Problem: Within the data below, count the lines that include the word "basket". Provide the number and nothing further.

Supplied records:
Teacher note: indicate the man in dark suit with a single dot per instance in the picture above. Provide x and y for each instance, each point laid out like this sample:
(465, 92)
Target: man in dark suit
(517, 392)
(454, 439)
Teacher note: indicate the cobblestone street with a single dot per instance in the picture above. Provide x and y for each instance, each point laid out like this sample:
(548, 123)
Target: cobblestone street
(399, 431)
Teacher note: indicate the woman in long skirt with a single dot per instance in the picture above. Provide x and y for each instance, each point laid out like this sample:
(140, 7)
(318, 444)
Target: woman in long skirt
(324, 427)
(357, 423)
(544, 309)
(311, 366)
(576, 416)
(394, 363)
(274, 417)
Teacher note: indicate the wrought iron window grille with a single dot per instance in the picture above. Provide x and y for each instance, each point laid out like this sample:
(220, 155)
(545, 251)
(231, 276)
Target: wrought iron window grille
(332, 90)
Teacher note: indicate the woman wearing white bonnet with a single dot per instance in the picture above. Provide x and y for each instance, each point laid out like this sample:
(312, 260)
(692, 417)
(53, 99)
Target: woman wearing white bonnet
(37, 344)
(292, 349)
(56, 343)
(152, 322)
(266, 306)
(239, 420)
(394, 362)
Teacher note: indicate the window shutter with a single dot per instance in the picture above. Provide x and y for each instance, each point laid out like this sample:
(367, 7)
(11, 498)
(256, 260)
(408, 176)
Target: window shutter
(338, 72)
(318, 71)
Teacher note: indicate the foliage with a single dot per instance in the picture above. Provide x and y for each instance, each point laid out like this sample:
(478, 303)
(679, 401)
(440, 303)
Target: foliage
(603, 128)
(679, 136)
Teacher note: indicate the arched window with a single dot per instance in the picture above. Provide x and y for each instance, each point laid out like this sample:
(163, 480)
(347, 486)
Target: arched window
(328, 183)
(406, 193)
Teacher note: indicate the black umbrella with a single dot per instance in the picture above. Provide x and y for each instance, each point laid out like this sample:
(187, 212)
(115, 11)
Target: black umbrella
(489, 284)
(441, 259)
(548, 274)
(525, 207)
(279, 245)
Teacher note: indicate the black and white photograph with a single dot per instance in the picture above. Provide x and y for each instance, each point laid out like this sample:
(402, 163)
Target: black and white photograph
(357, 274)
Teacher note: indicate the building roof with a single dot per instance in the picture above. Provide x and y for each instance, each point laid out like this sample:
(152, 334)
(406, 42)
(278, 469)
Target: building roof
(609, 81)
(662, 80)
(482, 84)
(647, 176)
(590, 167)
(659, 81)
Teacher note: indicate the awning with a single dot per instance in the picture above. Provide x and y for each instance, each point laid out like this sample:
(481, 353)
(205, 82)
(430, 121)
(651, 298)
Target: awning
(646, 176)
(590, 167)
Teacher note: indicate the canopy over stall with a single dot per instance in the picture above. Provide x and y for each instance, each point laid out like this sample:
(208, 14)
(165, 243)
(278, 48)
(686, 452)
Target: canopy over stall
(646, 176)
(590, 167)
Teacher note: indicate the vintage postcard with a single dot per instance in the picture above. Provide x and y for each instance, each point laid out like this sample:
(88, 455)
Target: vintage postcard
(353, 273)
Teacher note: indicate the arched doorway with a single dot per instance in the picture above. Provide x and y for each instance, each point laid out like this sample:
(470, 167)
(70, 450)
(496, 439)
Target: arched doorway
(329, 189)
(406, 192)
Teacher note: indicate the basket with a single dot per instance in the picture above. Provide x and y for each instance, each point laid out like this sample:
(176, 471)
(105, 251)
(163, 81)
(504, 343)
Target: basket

Completed task: 2